What you are asked to do: Copy the stretch of the material below from the line containing "of the floor." through the line containing "[[1, 60, 180, 143]]", keeping every line, and add 14 to each bounding box coordinate in the answers. Reproduce only those lines.

Given data:
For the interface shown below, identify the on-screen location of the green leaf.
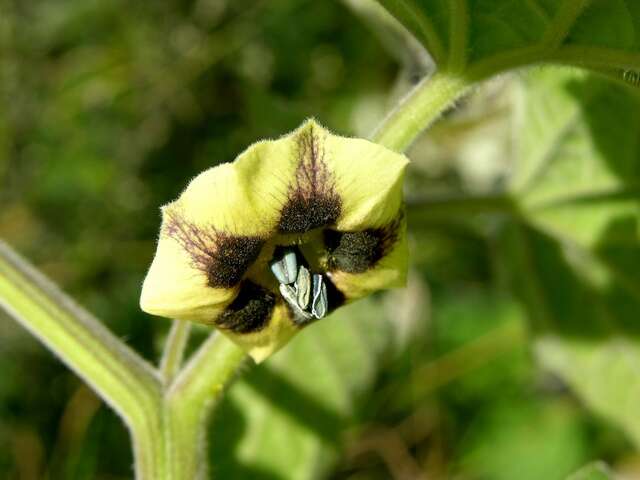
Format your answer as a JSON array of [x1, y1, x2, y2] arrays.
[[567, 462, 614, 480], [211, 300, 393, 479], [501, 69, 640, 445], [378, 0, 640, 83]]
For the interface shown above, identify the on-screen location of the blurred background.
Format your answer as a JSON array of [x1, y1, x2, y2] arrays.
[[0, 0, 640, 480]]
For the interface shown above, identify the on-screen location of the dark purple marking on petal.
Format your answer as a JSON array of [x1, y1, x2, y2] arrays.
[[278, 126, 342, 233], [164, 212, 264, 288], [215, 280, 276, 334], [324, 215, 402, 273]]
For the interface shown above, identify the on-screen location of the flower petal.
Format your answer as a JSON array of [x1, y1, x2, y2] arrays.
[[325, 128, 409, 231], [328, 215, 408, 302]]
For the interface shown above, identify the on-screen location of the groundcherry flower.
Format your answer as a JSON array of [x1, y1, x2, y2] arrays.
[[140, 120, 408, 362]]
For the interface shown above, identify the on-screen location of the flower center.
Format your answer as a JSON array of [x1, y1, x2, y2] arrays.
[[269, 247, 329, 325]]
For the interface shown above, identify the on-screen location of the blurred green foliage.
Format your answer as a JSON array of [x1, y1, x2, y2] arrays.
[[0, 0, 640, 480]]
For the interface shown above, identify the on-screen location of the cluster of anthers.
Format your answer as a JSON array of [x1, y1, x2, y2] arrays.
[[140, 120, 408, 361], [270, 248, 329, 325]]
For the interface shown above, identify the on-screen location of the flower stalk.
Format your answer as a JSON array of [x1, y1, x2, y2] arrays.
[[0, 65, 468, 480]]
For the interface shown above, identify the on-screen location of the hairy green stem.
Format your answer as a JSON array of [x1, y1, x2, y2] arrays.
[[0, 242, 164, 479], [164, 332, 247, 479], [372, 71, 471, 152], [160, 320, 191, 386]]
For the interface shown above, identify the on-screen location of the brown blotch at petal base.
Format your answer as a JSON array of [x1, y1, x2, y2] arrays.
[[324, 216, 402, 273], [215, 280, 276, 334], [278, 123, 342, 233], [164, 212, 264, 288]]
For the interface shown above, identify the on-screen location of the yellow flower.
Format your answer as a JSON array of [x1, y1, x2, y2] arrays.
[[140, 120, 408, 362]]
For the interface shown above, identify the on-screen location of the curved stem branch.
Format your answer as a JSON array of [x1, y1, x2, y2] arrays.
[[0, 242, 164, 479], [164, 332, 247, 479], [372, 71, 471, 152]]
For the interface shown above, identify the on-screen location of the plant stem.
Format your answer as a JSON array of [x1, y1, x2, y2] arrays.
[[372, 71, 471, 152], [160, 320, 191, 386], [0, 242, 164, 479], [164, 332, 247, 480]]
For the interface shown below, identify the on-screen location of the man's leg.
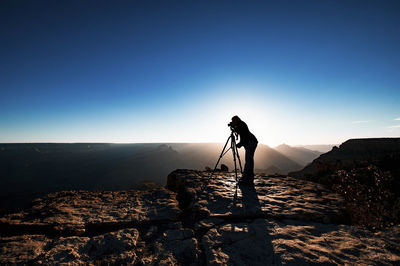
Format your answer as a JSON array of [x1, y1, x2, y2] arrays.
[[246, 143, 257, 183]]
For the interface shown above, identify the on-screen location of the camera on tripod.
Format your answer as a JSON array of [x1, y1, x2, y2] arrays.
[[210, 122, 243, 181]]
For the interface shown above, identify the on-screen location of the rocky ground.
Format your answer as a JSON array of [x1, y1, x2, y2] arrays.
[[0, 170, 400, 265]]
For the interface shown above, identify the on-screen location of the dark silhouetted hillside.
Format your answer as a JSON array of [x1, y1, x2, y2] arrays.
[[289, 138, 400, 227], [0, 143, 301, 212]]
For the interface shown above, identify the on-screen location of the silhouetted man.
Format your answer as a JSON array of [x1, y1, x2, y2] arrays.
[[232, 115, 258, 184]]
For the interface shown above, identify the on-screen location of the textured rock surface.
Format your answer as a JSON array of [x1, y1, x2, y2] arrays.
[[202, 219, 400, 265], [0, 170, 400, 265], [167, 170, 346, 223]]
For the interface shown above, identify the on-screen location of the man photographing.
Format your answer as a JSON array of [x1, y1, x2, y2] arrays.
[[229, 115, 258, 184]]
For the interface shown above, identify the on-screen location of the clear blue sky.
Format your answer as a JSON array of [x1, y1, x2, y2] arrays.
[[0, 0, 400, 146]]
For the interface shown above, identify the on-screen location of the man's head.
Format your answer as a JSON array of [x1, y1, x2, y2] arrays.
[[232, 115, 241, 126]]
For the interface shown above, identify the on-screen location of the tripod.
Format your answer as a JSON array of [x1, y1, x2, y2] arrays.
[[210, 127, 243, 182]]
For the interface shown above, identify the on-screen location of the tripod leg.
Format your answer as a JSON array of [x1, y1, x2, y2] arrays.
[[231, 135, 238, 182], [210, 136, 231, 177]]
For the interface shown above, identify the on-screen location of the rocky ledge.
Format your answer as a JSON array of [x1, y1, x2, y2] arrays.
[[0, 170, 400, 265]]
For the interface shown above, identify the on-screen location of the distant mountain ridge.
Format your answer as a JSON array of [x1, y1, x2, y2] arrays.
[[275, 144, 322, 166], [0, 143, 310, 213]]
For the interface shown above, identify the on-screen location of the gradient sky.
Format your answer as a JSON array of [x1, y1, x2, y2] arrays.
[[0, 0, 400, 146]]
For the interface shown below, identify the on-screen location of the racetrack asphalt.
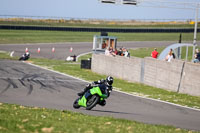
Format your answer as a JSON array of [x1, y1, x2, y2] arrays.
[[0, 42, 200, 130], [0, 41, 177, 60], [0, 60, 200, 130]]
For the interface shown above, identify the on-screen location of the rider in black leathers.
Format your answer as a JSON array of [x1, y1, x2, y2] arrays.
[[78, 76, 114, 106]]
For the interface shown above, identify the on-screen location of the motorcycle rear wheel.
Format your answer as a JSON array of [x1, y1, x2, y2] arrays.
[[73, 98, 81, 109], [86, 95, 100, 110]]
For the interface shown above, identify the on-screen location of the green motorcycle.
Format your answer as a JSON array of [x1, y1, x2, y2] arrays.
[[73, 86, 111, 110]]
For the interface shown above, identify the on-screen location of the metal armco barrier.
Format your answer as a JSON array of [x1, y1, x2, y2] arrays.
[[0, 25, 200, 33]]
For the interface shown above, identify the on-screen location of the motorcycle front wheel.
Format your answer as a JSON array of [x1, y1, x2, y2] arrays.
[[86, 95, 100, 110]]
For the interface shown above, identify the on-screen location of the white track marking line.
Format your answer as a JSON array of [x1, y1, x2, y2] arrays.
[[25, 62, 200, 111]]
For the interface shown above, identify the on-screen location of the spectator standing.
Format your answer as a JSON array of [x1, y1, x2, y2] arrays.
[[193, 49, 200, 63], [105, 47, 111, 55], [165, 49, 173, 62], [151, 48, 159, 59]]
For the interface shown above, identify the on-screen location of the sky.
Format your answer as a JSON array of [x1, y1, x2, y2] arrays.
[[0, 0, 200, 20]]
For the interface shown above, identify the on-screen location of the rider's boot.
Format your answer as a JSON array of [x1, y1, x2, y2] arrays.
[[77, 86, 91, 96]]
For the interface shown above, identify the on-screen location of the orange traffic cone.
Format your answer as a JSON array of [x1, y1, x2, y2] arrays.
[[25, 48, 28, 52]]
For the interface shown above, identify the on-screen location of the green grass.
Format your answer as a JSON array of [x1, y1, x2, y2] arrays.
[[0, 30, 200, 44], [0, 103, 195, 133], [0, 20, 194, 28]]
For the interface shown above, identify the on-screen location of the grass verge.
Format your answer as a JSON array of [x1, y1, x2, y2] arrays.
[[0, 103, 195, 133]]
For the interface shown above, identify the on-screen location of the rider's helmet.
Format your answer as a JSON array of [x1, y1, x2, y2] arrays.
[[106, 76, 114, 86]]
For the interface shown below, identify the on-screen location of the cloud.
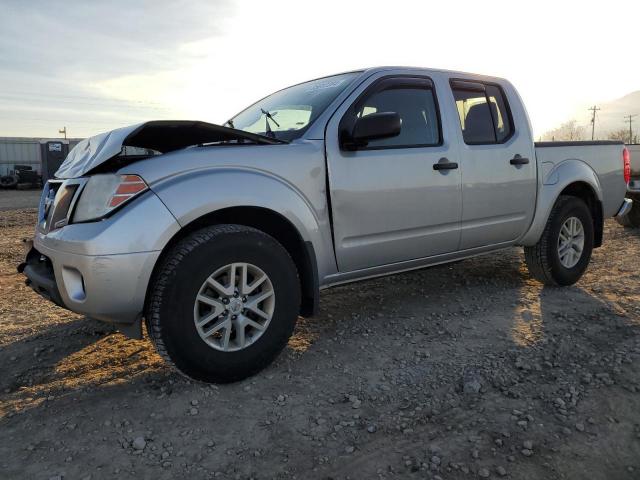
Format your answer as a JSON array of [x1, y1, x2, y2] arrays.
[[0, 0, 233, 135]]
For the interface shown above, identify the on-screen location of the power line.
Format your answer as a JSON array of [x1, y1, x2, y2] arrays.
[[624, 114, 638, 143], [587, 105, 600, 140]]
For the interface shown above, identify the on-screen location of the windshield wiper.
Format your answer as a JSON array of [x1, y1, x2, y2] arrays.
[[260, 108, 280, 138]]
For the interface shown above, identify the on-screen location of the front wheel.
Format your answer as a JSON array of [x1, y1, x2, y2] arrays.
[[145, 225, 300, 383], [524, 195, 593, 286]]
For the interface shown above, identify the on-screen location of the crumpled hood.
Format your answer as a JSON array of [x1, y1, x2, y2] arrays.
[[55, 120, 286, 178]]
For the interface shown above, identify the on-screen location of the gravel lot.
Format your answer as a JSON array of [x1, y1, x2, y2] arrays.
[[0, 210, 640, 480]]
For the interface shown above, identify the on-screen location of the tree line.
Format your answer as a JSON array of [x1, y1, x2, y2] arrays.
[[541, 120, 640, 143]]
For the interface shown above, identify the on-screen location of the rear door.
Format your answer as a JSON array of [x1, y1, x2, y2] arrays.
[[450, 79, 537, 250], [326, 75, 462, 272]]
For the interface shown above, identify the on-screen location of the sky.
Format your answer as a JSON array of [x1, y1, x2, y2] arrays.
[[0, 0, 640, 137]]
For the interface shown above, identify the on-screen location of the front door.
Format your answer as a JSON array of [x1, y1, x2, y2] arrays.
[[327, 76, 462, 272]]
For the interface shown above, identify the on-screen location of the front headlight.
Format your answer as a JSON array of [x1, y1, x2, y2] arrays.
[[72, 174, 148, 223]]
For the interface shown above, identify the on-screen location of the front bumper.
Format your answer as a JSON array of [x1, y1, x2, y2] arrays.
[[18, 246, 66, 308], [18, 187, 179, 324], [18, 245, 160, 323]]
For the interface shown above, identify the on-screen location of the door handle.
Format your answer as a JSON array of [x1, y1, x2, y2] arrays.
[[509, 157, 529, 165], [433, 158, 458, 170]]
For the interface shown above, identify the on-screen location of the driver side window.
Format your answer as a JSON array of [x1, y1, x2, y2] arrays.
[[356, 86, 441, 149]]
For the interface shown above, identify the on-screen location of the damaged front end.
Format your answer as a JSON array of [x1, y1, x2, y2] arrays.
[[55, 120, 287, 179]]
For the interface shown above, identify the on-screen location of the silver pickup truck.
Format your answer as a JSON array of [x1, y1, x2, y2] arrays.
[[19, 67, 632, 382]]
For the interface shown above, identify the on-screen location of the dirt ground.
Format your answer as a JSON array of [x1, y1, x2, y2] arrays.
[[0, 210, 640, 479]]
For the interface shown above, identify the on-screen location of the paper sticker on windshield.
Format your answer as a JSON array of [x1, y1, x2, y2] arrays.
[[305, 78, 344, 92]]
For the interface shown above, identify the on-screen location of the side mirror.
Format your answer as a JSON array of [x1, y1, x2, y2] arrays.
[[343, 112, 402, 150]]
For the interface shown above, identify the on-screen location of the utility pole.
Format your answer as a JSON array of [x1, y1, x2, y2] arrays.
[[624, 115, 638, 143], [587, 105, 600, 140]]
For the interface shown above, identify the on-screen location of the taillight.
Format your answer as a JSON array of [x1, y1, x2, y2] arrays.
[[622, 147, 631, 184]]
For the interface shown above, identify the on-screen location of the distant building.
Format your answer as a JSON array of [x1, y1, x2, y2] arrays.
[[0, 137, 82, 181]]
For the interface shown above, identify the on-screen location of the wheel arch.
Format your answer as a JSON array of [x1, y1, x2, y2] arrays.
[[518, 159, 604, 247], [145, 206, 320, 317], [554, 181, 604, 248]]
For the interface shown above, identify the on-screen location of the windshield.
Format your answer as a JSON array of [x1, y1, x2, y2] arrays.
[[226, 72, 361, 141]]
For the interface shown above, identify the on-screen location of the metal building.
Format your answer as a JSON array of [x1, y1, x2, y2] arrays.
[[0, 137, 81, 181]]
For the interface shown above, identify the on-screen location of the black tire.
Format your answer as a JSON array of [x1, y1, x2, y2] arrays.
[[145, 225, 301, 383], [616, 195, 640, 228], [524, 195, 593, 286]]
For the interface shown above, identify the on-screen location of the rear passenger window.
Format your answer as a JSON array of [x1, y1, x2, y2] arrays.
[[451, 80, 513, 145]]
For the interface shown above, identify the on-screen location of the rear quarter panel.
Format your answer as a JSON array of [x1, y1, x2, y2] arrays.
[[519, 142, 627, 245]]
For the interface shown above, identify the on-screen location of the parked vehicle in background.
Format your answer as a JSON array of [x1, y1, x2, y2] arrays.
[[19, 67, 632, 382], [617, 144, 640, 228], [0, 165, 42, 188]]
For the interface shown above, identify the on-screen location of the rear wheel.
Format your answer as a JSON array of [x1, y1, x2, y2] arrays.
[[524, 195, 593, 286], [146, 225, 300, 383]]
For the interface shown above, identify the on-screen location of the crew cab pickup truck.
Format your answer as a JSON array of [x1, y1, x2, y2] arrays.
[[19, 67, 632, 382]]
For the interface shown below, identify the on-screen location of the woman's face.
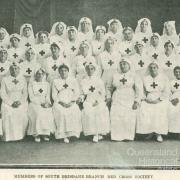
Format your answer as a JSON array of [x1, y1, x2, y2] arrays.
[[174, 69, 180, 80], [68, 30, 76, 41], [25, 49, 35, 61], [140, 20, 148, 33], [120, 61, 130, 73], [124, 29, 133, 41], [10, 65, 20, 77], [23, 27, 31, 37], [80, 44, 89, 56], [110, 22, 119, 33], [59, 67, 69, 79], [56, 24, 64, 35], [151, 36, 159, 47], [165, 23, 173, 36], [0, 50, 8, 63], [96, 29, 105, 40], [35, 70, 45, 82], [164, 43, 173, 54], [149, 63, 158, 77], [51, 46, 60, 57], [11, 37, 19, 48], [86, 65, 95, 76], [39, 33, 48, 44], [81, 21, 90, 32], [0, 29, 6, 40], [105, 39, 114, 51]]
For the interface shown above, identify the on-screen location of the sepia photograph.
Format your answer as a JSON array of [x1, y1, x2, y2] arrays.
[[0, 0, 180, 179]]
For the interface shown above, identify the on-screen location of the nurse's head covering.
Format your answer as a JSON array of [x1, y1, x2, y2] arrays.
[[163, 21, 177, 36], [78, 17, 93, 33], [107, 19, 123, 34], [20, 23, 34, 38], [135, 18, 152, 35], [0, 27, 9, 41], [49, 21, 66, 37], [36, 31, 49, 44], [9, 33, 21, 42]]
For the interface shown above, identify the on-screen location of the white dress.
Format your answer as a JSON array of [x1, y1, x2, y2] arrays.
[[81, 76, 110, 136], [168, 79, 180, 133], [21, 60, 41, 83], [52, 77, 82, 139], [27, 81, 55, 136], [107, 72, 142, 141], [98, 50, 121, 87], [34, 43, 51, 66], [1, 76, 28, 141], [136, 73, 170, 134]]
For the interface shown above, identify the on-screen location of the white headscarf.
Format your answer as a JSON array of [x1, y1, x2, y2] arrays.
[[78, 17, 93, 33], [135, 18, 152, 35], [49, 21, 66, 38], [20, 23, 34, 39], [107, 19, 123, 34]]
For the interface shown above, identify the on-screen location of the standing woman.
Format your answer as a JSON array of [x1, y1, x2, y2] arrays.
[[49, 22, 67, 45], [135, 18, 152, 48], [78, 17, 94, 42], [161, 21, 178, 46], [107, 59, 143, 141], [20, 23, 35, 49], [78, 62, 110, 142], [8, 34, 25, 63], [136, 62, 170, 142], [52, 64, 82, 143], [0, 27, 10, 48], [35, 31, 51, 66], [91, 26, 106, 58], [1, 64, 28, 141], [107, 19, 123, 47], [21, 47, 41, 83], [97, 37, 121, 87], [168, 66, 180, 134], [27, 68, 55, 142]]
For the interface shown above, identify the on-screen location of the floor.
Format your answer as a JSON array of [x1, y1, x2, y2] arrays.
[[0, 135, 180, 168]]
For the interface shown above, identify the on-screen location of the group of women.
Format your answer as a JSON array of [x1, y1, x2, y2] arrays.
[[0, 17, 180, 143]]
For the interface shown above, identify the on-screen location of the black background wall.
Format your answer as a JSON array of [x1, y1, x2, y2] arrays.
[[0, 0, 180, 33]]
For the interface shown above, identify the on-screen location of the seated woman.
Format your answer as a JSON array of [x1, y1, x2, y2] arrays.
[[135, 18, 152, 48], [52, 64, 82, 143], [34, 31, 51, 66], [20, 23, 35, 50], [168, 66, 180, 134], [78, 62, 110, 142], [136, 62, 170, 142], [1, 63, 28, 141], [27, 68, 55, 142], [21, 47, 41, 83], [107, 59, 143, 141], [0, 27, 10, 48]]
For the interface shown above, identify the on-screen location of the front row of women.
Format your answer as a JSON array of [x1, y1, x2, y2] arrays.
[[1, 60, 180, 143]]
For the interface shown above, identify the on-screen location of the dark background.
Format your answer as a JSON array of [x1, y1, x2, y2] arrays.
[[0, 0, 180, 34]]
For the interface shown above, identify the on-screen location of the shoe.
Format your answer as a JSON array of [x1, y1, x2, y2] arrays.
[[34, 137, 41, 142], [98, 135, 103, 140], [43, 137, 49, 141], [156, 134, 163, 142], [64, 138, 69, 144], [93, 135, 98, 143]]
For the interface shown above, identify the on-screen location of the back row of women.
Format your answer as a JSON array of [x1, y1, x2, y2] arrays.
[[0, 17, 180, 143]]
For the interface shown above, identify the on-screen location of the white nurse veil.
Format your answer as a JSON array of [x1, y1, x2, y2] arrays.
[[135, 18, 152, 35], [78, 17, 93, 33], [107, 18, 123, 34], [49, 21, 66, 37], [20, 23, 34, 39]]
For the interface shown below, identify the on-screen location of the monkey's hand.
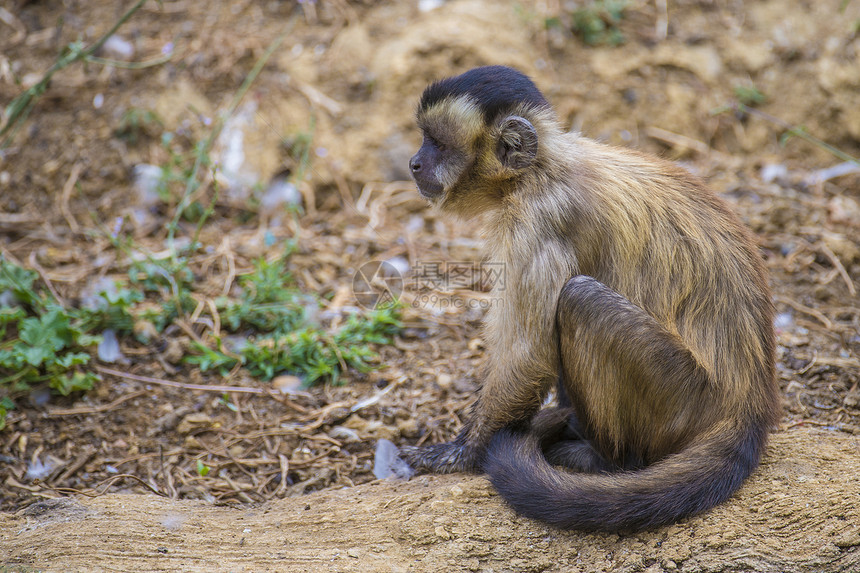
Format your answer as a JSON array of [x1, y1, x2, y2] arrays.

Solution to this exercise:
For the interface shown above, identify the on-screen location of the floor.
Format your answer as a JSON array of [x1, y1, x2, y2] arrays.
[[14, 149, 194, 182]]
For the interface shown above, identify the on-screen location of the group of women.
Format your answer as a JSON array of [x1, y1, x2, y2] arrays.
[[14, 31, 194, 157]]
For the interface shown above, identify the on-screen location of the black background wall.
Format your answer as a JSON array of [x1, y1, x2, y2] arrays.
[[14, 14, 194, 47]]
For the interface shown above, identify the on-screen location of the seated woman.
Format your answer as a JSON array of [x1, y1, x2, y2] arrays.
[[149, 32, 166, 62], [66, 78, 96, 157], [48, 45, 65, 80], [34, 37, 49, 64], [182, 80, 194, 148], [92, 76, 124, 156], [150, 76, 184, 156], [15, 77, 42, 155], [41, 82, 69, 156], [35, 61, 55, 97], [121, 73, 157, 155], [14, 41, 24, 62]]
For the interface shown above, identify the on-screen location of the front row of women.
Format your answer as a JSON array of [x1, y1, x2, y2] arrays.
[[15, 74, 194, 157]]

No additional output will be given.